> [Document text]:
#####

Don't make any decisions based on the fact that your parents say they are leaving the house to you. They may need to sell it to provide for their own needs at some point in the future. We are considering selling my parents home to pay for assisted living care. They are 86. We never anticipated doing that even five years ago, much less 15 years ago. Ive learned quite a bit about elder care and finances in the past couple of months - there's quite a bit to digest.

  • Like 2
Posted

I've always loved that one.   and why paying a 90 year old a monthly stipend until their death to buy their apartment isn't always a good deal.

 

she died at 122 yrs 164 days.  documented.

Yeah.  Who would have thought she would outlive her far younger buyer? 

 

;)

Posted

If you are sure they want you to have the house, and you are sure you want the house, I'd sit down with an elder care lawyer and figure out the best way to assure that happens. You'll want to protect it from a medicaid spend down, etc. Do they want to stay in the house until they die? Would they be better off with you buying the house now (below market value, or them doing self finance with low monthly payments) and them moving into a smaller easier to take care of place?

#####

> [Problems to solve]:
- 1) Copy the stretch of the forum thread on parents' homes and elder care from "I've always loved" through "far younger buyer?", swapping "apartment" for "flat".
- 2) Carry on the forum thread on parents' homes and elder care from where it stops.

> [Excerpted data]:
#####

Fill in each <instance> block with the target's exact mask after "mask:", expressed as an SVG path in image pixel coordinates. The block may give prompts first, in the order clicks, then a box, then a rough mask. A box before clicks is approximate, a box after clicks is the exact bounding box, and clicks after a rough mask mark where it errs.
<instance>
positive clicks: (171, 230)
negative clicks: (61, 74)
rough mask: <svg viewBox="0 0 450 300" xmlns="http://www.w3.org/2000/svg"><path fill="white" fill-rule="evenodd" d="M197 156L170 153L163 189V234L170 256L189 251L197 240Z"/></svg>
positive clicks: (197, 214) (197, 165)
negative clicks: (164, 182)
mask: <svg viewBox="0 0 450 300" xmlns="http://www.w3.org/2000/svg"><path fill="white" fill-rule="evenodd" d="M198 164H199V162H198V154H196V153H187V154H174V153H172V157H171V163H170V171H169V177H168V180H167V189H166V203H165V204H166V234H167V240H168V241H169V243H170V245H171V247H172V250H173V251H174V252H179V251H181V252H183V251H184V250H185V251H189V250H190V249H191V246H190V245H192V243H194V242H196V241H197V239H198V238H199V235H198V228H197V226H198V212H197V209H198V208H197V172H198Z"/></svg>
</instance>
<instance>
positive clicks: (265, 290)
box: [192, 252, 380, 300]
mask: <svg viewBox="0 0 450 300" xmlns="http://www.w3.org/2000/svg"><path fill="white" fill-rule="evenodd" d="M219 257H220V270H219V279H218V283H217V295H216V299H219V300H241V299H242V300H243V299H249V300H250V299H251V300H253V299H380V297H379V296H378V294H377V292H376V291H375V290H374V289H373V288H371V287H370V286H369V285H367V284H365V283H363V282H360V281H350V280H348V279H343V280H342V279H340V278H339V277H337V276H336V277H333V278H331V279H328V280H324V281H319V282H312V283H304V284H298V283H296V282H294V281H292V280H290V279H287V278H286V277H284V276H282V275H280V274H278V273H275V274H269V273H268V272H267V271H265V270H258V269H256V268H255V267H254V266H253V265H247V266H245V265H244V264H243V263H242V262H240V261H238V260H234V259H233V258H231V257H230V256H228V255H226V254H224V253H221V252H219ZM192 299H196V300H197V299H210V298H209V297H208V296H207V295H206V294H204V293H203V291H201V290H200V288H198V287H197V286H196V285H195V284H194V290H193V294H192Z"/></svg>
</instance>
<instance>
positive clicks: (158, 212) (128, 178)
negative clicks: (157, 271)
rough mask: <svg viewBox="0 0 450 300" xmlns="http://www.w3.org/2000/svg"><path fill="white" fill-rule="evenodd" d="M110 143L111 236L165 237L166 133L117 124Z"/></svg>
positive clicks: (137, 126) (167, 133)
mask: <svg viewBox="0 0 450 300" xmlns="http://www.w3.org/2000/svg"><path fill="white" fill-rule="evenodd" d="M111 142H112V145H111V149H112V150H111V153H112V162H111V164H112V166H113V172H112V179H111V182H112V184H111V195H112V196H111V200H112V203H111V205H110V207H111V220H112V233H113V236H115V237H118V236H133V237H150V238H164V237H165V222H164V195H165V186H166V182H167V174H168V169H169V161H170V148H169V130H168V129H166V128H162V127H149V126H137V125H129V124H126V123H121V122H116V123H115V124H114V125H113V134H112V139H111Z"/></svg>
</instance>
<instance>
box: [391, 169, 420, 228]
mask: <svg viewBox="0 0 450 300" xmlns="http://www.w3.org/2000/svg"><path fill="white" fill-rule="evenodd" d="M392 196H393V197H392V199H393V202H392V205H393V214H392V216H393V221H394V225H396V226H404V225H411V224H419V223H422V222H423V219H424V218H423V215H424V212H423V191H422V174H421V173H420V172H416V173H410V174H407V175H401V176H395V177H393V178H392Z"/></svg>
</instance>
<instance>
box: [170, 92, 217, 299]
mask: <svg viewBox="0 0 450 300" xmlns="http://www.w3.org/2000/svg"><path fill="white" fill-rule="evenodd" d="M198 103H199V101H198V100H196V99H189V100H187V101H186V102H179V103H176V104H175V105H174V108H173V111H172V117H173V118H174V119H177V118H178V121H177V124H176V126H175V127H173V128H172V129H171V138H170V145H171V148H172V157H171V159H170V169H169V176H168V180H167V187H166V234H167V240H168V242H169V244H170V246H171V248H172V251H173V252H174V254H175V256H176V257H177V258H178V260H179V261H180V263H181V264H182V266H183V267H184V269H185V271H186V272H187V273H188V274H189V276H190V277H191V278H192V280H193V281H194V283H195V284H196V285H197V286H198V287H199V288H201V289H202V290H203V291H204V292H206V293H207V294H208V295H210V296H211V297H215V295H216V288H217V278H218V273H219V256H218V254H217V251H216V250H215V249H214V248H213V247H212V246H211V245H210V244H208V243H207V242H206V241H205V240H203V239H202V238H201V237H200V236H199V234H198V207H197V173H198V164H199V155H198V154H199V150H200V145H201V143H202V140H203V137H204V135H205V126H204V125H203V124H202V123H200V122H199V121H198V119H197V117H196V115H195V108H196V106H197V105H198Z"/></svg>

#####

> [Answers to the problems]:
- 1)
I've always loved that one.   and why paying a 90 year old a monthly stipend until their death to buy their flat isn't always a good deal.

 

she died at 122 yrs 164 days.  documented.

Yeah.  Who would have thought she would outlive her far younger buyer?

- 2)
And don't wait to do this. Qualifying for Medicaid for long term care involves a 60 month (5yr) look back period. Not only does it require that assets be spent down, they must be spent down in ways that will survive such an investigation. Any "gifts" or sale of assets at below fair market values will raise red flags.

 

I would not wait to inherit. But if you really want that house after they are gone, the wise and proper thing to do would be to talk with your parents NOW about how to make that happen.

  • Like 3
Posted (edited)

And don't wait to do this. Qualifying for Medicaid for long term care involves a 60 month (5yr) look back period. Not only does it require that assets be spent down, they must be spent down in ways that will survive such an investigation. Any "gifts" or sale of assets at below fair market values will raise red flags.

 

I would not wait to inherit. But if you really want that house after they are gone, the wise and proper thing to do would be to talk with your parents NOW about how to make that happen.

 

Yes, this. Sometimes the best way is to put the house in an irrevocable trust. Complications abound. It's why knowledgeable elder care lawyers are worth their weight in gold. 

 

ETA: Don't think that your parents don't have enough money to pay for a lawyer. Paying for elder care is more complicated for people who have few assets than it is for people who have a lot of assets. It's worth it to pay the lawyer now to protect the minimal assets from becoming non-existent assets in the future.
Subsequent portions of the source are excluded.